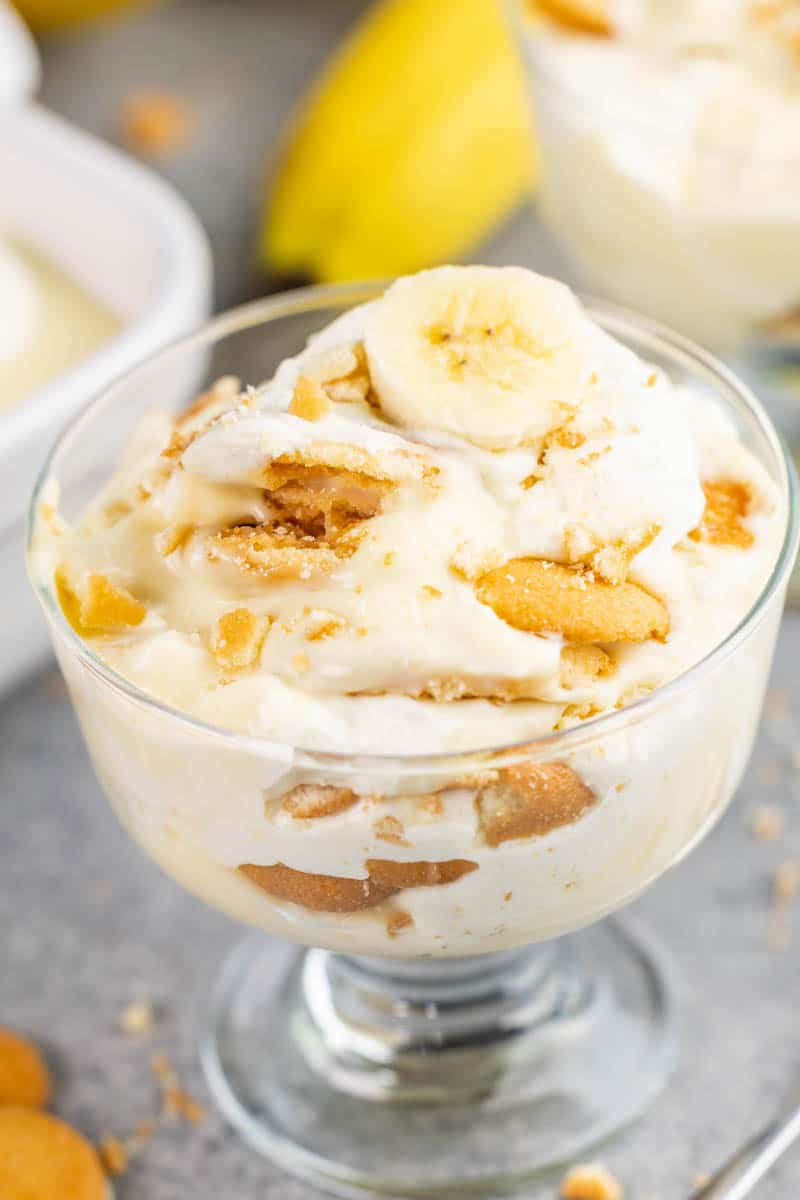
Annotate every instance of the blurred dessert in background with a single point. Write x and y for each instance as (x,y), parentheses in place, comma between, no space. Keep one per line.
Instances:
(48,321)
(669,138)
(463,516)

• PROBLEM TO WORK ON:
Reproduce the data verbatim. Do not carry any picture into the copy.

• WRITTEN RESPONSE:
Annotate every instance of the blurred dessert in background with a single point. Write x and y for each instance as (x,y), parentheses in place, comma between, no space. Keep one per line.
Instances:
(48,321)
(669,138)
(463,516)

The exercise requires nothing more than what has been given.